*The tasks*:
- A) Summarize the query-tuning text in two sentences.
- B) In the query-tuning text, what does the author use to measure a query more scientifically as tuning progresses?
- C) Print the part of the query-tuning text between "How long would" and "recompile an app.", inclusive.

*Page excerpt*:
The Fastest Query is the One You Never Make

Last Updated 7 years ago

When someone brings me a query to tune, I start with a few questions:

How long does it take to run now? I’m looking for a time at first, and later as I progress through tuning, I’ll measure it more scientifically with logical reads and CPU cycles.

How long would you like it to take? Meaning, when do I know I’ve crossed the finish line and can stop tuning? Sure, I’d love to make every query take 5ms, but sometimes users are happy if it just doesn’t time out.

Am I allowed to change the query? Is it a third party ISV app that I’m not allowed to touch, or can we fiddle with it? Can I split it into multiple queries? Can I move it into a stored procedure? No, stored procs aren’t inherently faster, but if you care enough about it that speed matters, then moving it into a stored proc gives me the ability to tune it faster. I can run through more iterations more quickly without having to recompile an app.

How often does it run? Are we talking once a day as a scheduled job, or thousands of times per second as part of a page-rendering process?

How often does the data change? I try to deduce this by looking at the tables and fields involved, but I like getting confirmation from the developers. Does it change every time it’s queried, or about once a minute, or once an hour, or maybe…never?

When we get to this point, sometimes I get to ask my favorite question: why are we querying this at all? Why not cache it in the application and only fetch the updates periodically, like on startup? Often we store application parameters in the database because, well, it sure beats an INI file, and it lets people change application config on the fly without restarting things. Another common culprit is geographic data – what’s the exact latitude and longitude of a city, and what other cities are nearby? What stores are near each other?

*Data shown*:
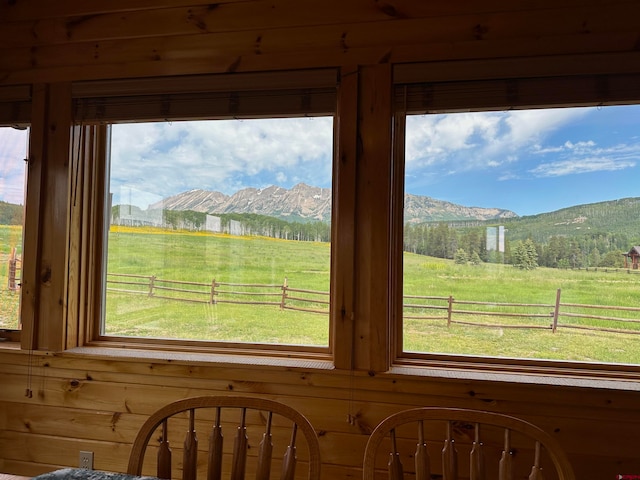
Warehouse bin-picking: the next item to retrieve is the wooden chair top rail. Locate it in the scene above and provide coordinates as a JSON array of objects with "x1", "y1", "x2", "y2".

*Answer list*:
- A) Before tuning a query, the author asks how long it takes now, how long it should take, whether the query may be changed, how often it runs, and how often its data changes. Sometimes this leads to asking why the data is queried at all, since it could be cached in the application and only updated periodically, as with application parameters or geographic data.

- B) Logical reads and CPU cycles.

- C)
How long would you like it to take? Meaning, when do I know I’ve crossed the finish line and can stop tuning? Sure, I’d love to make every query take 5ms, but sometimes users are happy if it just doesn’t time out.

Am I allowed to change the query? Is it a third party ISV app that I’m not allowed to touch, or can we fiddle with it? Can I split it into multiple queries? Can I move it into a stored procedure? No, stored procs aren’t inherently faster, but if you care enough about it that speed matters, then moving it into a stored proc gives me the ability to tune it faster. I can run through more iterations more quickly without having to recompile an app.